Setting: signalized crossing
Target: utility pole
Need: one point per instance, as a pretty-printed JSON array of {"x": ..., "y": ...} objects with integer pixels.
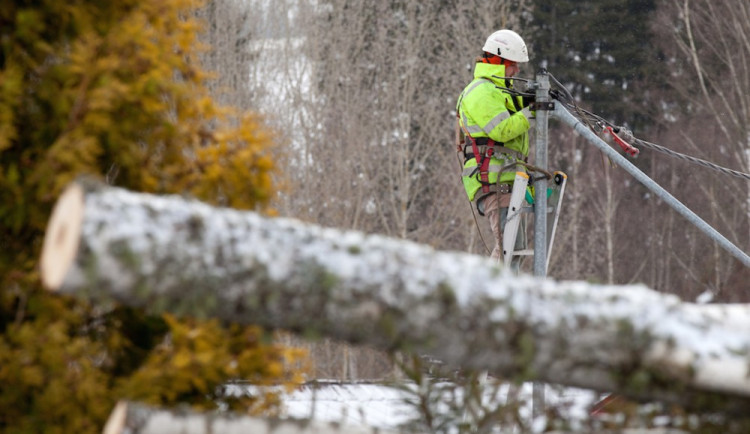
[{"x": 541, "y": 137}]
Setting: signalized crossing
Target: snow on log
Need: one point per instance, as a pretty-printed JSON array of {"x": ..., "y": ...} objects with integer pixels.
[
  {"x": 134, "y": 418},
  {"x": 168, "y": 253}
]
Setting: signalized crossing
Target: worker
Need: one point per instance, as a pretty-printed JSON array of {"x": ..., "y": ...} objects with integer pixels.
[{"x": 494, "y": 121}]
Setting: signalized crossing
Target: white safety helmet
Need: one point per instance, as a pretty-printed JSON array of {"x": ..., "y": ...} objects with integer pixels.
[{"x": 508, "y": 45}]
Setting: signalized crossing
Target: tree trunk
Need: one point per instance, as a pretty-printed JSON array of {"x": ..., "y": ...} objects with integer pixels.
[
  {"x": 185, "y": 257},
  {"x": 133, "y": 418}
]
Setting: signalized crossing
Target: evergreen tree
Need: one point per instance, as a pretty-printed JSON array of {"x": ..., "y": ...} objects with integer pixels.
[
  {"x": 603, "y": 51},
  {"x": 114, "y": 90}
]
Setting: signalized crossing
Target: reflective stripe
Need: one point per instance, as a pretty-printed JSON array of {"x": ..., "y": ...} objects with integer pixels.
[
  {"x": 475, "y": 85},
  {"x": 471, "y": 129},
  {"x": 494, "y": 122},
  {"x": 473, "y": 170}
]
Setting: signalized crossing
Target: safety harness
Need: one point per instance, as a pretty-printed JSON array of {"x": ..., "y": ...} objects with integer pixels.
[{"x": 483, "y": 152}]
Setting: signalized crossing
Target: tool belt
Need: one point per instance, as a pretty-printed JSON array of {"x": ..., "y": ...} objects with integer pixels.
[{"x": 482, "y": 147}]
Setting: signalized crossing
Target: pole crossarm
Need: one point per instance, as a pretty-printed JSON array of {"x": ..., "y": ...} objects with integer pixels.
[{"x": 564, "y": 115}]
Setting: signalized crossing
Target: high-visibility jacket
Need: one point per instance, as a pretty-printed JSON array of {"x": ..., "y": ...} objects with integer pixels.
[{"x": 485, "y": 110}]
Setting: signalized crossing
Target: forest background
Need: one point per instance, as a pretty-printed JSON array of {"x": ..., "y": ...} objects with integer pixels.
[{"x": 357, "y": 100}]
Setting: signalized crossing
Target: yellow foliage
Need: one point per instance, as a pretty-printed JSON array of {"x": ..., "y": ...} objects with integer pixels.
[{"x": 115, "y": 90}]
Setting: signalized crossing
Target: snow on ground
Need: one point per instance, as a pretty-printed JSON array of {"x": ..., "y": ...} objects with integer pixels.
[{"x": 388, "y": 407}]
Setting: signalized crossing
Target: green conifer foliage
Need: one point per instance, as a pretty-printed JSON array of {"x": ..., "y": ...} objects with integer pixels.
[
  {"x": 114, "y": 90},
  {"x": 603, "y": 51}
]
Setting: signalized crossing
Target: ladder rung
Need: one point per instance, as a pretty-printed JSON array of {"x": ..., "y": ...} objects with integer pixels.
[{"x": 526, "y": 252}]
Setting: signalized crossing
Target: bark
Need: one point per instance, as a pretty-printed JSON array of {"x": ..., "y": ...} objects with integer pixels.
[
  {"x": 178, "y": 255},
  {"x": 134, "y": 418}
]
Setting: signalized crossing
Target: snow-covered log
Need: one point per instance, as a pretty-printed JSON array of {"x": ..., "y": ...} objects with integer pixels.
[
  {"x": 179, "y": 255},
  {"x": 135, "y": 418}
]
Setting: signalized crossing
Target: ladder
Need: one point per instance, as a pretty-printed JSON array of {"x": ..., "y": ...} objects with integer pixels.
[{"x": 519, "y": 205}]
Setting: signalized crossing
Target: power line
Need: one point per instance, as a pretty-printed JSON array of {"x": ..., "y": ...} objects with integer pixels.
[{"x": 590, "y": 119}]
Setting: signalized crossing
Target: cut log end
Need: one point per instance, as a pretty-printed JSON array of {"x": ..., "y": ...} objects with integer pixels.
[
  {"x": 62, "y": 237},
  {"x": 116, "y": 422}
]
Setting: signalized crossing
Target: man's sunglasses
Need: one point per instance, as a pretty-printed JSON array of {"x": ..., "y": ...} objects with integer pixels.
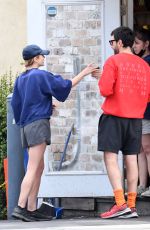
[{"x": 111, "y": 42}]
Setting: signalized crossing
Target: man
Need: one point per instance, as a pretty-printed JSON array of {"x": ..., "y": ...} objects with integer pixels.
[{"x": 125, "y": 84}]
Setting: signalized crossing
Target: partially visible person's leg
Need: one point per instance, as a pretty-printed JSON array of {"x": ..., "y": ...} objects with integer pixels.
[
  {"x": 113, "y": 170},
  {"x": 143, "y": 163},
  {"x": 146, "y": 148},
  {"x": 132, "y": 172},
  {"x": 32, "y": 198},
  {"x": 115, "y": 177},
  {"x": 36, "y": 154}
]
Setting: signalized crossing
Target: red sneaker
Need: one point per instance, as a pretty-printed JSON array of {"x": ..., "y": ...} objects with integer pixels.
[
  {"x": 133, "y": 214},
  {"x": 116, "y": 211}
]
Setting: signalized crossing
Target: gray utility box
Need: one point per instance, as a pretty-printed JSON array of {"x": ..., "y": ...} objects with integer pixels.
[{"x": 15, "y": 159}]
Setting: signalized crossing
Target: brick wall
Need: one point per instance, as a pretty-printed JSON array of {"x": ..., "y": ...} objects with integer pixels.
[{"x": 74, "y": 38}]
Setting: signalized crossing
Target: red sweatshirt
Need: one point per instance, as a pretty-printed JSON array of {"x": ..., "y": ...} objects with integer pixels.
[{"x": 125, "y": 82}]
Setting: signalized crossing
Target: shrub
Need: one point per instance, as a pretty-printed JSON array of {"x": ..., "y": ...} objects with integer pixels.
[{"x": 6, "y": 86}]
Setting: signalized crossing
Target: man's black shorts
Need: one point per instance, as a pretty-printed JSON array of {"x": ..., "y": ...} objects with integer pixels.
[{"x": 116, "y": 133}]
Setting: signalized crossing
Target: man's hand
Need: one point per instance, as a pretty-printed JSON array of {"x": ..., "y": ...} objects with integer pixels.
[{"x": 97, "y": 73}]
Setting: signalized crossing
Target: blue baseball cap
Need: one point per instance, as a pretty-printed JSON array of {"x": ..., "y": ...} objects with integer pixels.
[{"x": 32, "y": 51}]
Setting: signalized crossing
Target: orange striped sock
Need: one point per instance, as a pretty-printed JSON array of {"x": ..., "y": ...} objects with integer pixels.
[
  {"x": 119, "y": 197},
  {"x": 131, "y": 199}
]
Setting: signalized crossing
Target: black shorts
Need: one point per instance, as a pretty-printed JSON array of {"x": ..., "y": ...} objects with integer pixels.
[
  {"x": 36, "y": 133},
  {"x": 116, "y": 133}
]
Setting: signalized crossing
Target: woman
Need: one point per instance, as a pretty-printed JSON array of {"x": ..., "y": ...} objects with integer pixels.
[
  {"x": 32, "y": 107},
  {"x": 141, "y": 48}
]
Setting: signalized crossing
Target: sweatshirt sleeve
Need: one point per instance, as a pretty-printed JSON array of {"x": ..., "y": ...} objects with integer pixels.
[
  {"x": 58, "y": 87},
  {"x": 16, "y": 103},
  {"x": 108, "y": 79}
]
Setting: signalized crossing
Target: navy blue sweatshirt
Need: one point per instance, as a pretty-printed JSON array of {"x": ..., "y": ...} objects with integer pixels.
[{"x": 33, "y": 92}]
==*==
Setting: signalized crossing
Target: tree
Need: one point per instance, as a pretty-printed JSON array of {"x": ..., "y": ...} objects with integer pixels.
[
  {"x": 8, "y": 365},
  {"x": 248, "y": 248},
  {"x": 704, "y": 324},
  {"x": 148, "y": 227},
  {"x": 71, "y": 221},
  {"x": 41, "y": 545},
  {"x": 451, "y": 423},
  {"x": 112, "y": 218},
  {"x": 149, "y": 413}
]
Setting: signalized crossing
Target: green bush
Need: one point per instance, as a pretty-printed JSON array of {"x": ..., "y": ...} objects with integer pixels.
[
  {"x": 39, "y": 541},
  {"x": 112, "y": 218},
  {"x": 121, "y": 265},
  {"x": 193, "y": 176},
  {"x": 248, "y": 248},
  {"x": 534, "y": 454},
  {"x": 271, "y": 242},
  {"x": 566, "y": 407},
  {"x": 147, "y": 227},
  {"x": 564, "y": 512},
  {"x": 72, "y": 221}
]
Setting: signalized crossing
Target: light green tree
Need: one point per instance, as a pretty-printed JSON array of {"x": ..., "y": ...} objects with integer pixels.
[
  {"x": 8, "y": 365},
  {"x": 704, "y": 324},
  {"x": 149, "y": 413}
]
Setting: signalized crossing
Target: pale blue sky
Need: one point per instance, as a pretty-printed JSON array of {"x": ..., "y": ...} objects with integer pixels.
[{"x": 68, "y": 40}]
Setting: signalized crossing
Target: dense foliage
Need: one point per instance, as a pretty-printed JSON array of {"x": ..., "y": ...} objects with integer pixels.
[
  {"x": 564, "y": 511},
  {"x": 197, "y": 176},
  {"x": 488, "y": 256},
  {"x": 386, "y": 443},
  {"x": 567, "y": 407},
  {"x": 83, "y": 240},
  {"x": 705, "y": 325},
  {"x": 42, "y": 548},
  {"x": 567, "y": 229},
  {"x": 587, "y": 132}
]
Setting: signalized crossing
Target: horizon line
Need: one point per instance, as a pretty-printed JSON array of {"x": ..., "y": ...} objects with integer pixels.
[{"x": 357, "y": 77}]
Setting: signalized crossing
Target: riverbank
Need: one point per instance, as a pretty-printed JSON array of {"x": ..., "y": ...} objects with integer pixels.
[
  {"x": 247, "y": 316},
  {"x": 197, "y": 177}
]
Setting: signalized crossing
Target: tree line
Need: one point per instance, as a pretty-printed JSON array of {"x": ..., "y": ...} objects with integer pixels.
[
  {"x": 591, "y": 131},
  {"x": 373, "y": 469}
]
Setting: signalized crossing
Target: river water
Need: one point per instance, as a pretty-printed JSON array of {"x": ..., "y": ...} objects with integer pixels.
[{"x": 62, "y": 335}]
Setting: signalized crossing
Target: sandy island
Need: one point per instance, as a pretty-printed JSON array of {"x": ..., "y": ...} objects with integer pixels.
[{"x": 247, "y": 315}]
==*==
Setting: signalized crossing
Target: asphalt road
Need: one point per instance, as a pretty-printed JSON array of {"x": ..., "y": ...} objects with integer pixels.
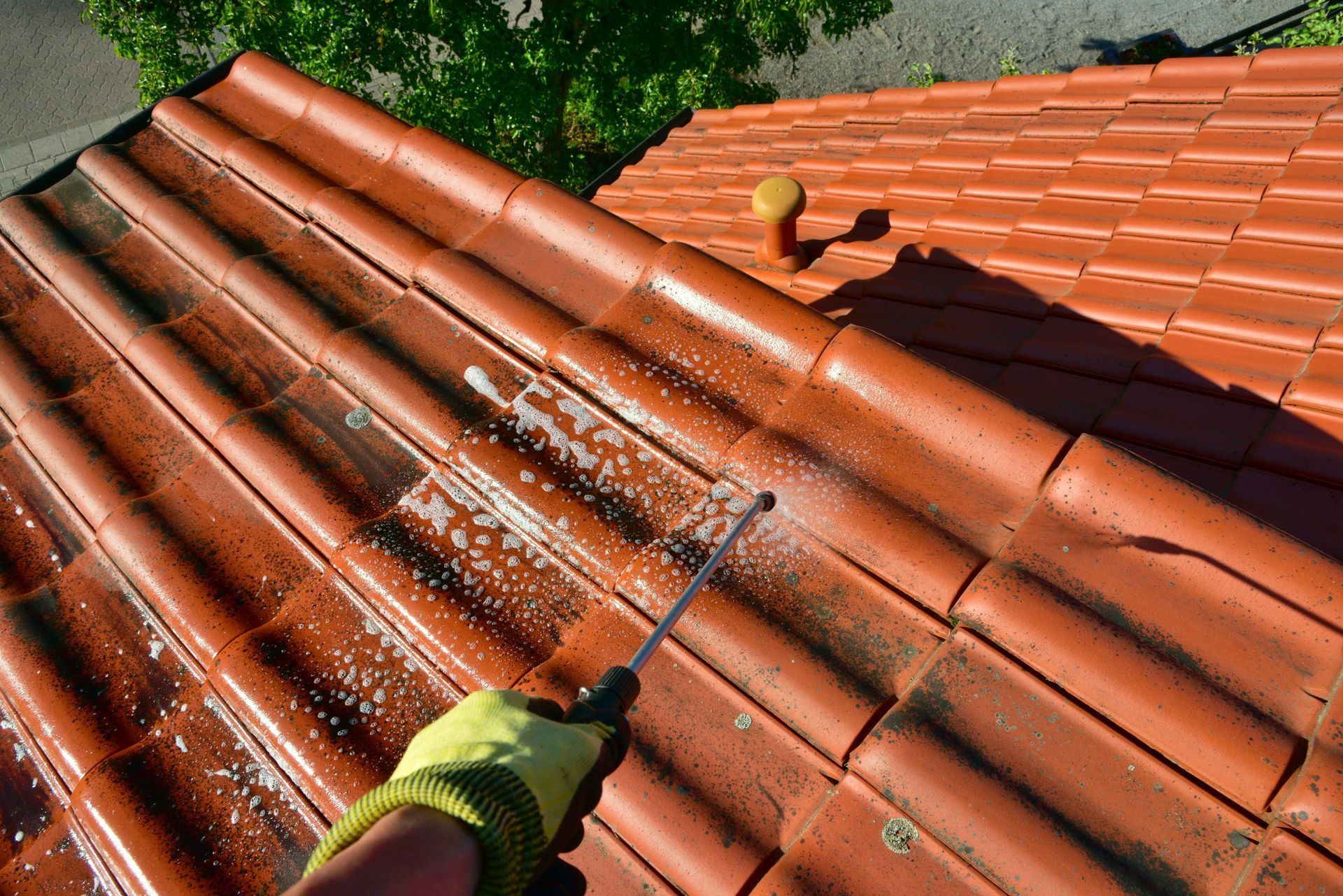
==*==
▶ **Instructions to follow**
Pick out and copy every line in the records above that contains the word "black". Case counts.

▶ **Solution below**
Target: man's black shorts
Target: black shorts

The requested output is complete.